_REQUEST_
Transcribe verbatim the part of the text on governors' education plans from "To schools that" to "made last year.".

_PAGE TEXT_
··········
Under such a requirement, the governor said, students would “contribute over 2 million hours of service in their communities.”

Ms. Granholm touted the early-childhood focus she announced last year, citing the distribution of kits to all new parents to help them recognize their role as first teachers, as well as efforts to coordinate and improve services to children.

The Democratic governor referred to a new regulation requiring staff members at child-care centers to read to their charges a minimum of a half hour a day. “Day-care centers should not merely provide a bouncy seat and a crib,” she declared.

To schools that will land on this week’s list of those who have not made adequate academic progress, Gov. Granholm offered encouragement— but no new money.

— Keller

Missouri

Holden Revives Call
To Raise Taxes

Gov. Bob Holden has taken the Missouri legislature to task for “cutting education funding” and has proposed a plan to finance education that would restore cuts made last year.
··········
_RECORDS SHOWN_
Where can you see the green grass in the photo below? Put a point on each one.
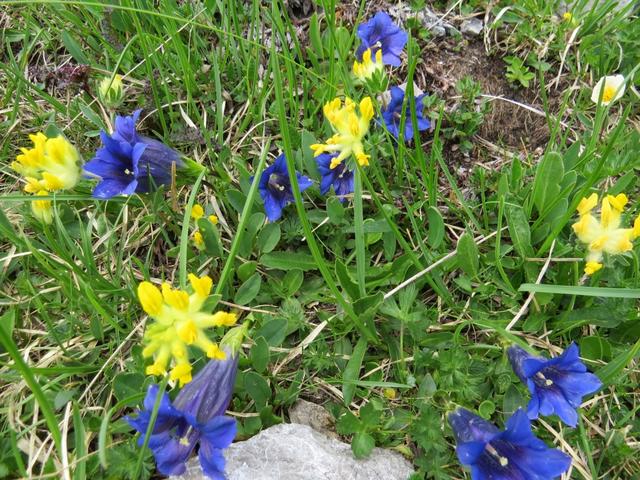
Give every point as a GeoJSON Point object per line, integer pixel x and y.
{"type": "Point", "coordinates": [216, 83]}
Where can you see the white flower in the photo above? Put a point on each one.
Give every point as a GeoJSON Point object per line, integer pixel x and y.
{"type": "Point", "coordinates": [613, 86]}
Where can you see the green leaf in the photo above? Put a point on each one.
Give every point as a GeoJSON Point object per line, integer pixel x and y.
{"type": "Point", "coordinates": [259, 355]}
{"type": "Point", "coordinates": [512, 400]}
{"type": "Point", "coordinates": [519, 230]}
{"type": "Point", "coordinates": [335, 210]}
{"type": "Point", "coordinates": [248, 290]}
{"type": "Point", "coordinates": [362, 444]}
{"type": "Point", "coordinates": [486, 409]}
{"type": "Point", "coordinates": [245, 270]}
{"type": "Point", "coordinates": [436, 227]}
{"type": "Point", "coordinates": [610, 372]}
{"type": "Point", "coordinates": [257, 388]}
{"type": "Point", "coordinates": [268, 237]}
{"type": "Point", "coordinates": [274, 331]}
{"type": "Point", "coordinates": [291, 282]}
{"type": "Point", "coordinates": [348, 424]}
{"type": "Point", "coordinates": [127, 384]}
{"type": "Point", "coordinates": [352, 371]}
{"type": "Point", "coordinates": [467, 255]}
{"type": "Point", "coordinates": [347, 283]}
{"type": "Point", "coordinates": [74, 48]}
{"type": "Point", "coordinates": [288, 261]}
{"type": "Point", "coordinates": [595, 348]}
{"type": "Point", "coordinates": [581, 291]}
{"type": "Point", "coordinates": [546, 185]}
{"type": "Point", "coordinates": [7, 322]}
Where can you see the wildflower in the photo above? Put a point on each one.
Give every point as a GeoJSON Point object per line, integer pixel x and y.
{"type": "Point", "coordinates": [129, 163]}
{"type": "Point", "coordinates": [604, 236]}
{"type": "Point", "coordinates": [393, 114]}
{"type": "Point", "coordinates": [51, 165]}
{"type": "Point", "coordinates": [197, 212]}
{"type": "Point", "coordinates": [367, 68]}
{"type": "Point", "coordinates": [557, 385]}
{"type": "Point", "coordinates": [275, 187]}
{"type": "Point", "coordinates": [179, 323]}
{"type": "Point", "coordinates": [110, 91]}
{"type": "Point", "coordinates": [380, 33]}
{"type": "Point", "coordinates": [196, 418]}
{"type": "Point", "coordinates": [42, 209]}
{"type": "Point", "coordinates": [515, 453]}
{"type": "Point", "coordinates": [350, 129]}
{"type": "Point", "coordinates": [198, 240]}
{"type": "Point", "coordinates": [340, 177]}
{"type": "Point", "coordinates": [610, 87]}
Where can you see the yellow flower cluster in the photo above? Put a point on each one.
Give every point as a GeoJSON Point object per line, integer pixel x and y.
{"type": "Point", "coordinates": [367, 68]}
{"type": "Point", "coordinates": [178, 324]}
{"type": "Point", "coordinates": [604, 236]}
{"type": "Point", "coordinates": [350, 129]}
{"type": "Point", "coordinates": [197, 212]}
{"type": "Point", "coordinates": [50, 166]}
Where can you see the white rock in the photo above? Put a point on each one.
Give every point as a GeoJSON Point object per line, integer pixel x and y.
{"type": "Point", "coordinates": [297, 452]}
{"type": "Point", "coordinates": [472, 26]}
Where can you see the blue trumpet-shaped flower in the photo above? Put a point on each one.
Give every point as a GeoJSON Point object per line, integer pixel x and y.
{"type": "Point", "coordinates": [557, 385]}
{"type": "Point", "coordinates": [393, 114]}
{"type": "Point", "coordinates": [129, 163]}
{"type": "Point", "coordinates": [513, 454]}
{"type": "Point", "coordinates": [340, 177]}
{"type": "Point", "coordinates": [196, 418]}
{"type": "Point", "coordinates": [275, 187]}
{"type": "Point", "coordinates": [380, 33]}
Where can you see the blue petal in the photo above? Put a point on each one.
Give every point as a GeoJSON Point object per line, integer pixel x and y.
{"type": "Point", "coordinates": [518, 428]}
{"type": "Point", "coordinates": [212, 461]}
{"type": "Point", "coordinates": [303, 182]}
{"type": "Point", "coordinates": [468, 452]}
{"type": "Point", "coordinates": [110, 188]}
{"type": "Point", "coordinates": [272, 207]}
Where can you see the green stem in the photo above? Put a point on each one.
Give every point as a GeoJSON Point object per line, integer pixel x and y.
{"type": "Point", "coordinates": [184, 235]}
{"type": "Point", "coordinates": [244, 218]}
{"type": "Point", "coordinates": [34, 386]}
{"type": "Point", "coordinates": [302, 214]}
{"type": "Point", "coordinates": [152, 422]}
{"type": "Point", "coordinates": [358, 225]}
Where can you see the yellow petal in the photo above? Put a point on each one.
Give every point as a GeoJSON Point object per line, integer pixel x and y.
{"type": "Point", "coordinates": [150, 298]}
{"type": "Point", "coordinates": [592, 267]}
{"type": "Point", "coordinates": [182, 373]}
{"type": "Point", "coordinates": [366, 109]}
{"type": "Point", "coordinates": [175, 298]}
{"type": "Point", "coordinates": [187, 331]}
{"type": "Point", "coordinates": [197, 212]}
{"type": "Point", "coordinates": [202, 286]}
{"type": "Point", "coordinates": [587, 204]}
{"type": "Point", "coordinates": [618, 202]}
{"type": "Point", "coordinates": [215, 352]}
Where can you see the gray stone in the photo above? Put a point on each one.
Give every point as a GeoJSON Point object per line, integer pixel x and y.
{"type": "Point", "coordinates": [315, 416]}
{"type": "Point", "coordinates": [472, 26]}
{"type": "Point", "coordinates": [297, 452]}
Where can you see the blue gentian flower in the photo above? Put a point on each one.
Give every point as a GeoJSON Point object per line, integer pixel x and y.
{"type": "Point", "coordinates": [196, 417]}
{"type": "Point", "coordinates": [513, 454]}
{"type": "Point", "coordinates": [393, 113]}
{"type": "Point", "coordinates": [129, 163]}
{"type": "Point", "coordinates": [380, 33]}
{"type": "Point", "coordinates": [557, 385]}
{"type": "Point", "coordinates": [340, 177]}
{"type": "Point", "coordinates": [275, 188]}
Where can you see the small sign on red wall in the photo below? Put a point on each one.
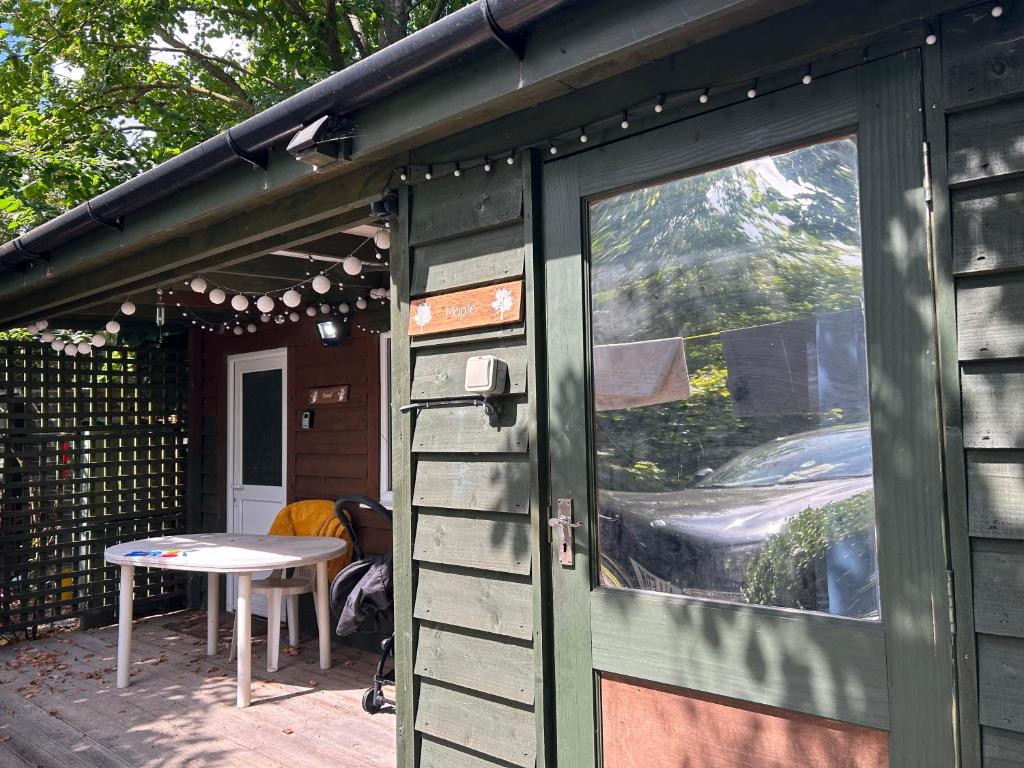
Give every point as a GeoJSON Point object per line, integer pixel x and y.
··········
_RESULT OF THE EXERCISE_
To schools that will land on this week’s list of those who have not made adequate academic progress, Gov. Granholm offered encouragement— but no new money.

— Keller

Missouri

Holden Revives Call
To Raise Taxes

Gov. Bob Holden has taken the Missouri legislature to task for “cutting education funding” and has proposed a plan to finance education that would restore cuts made last year.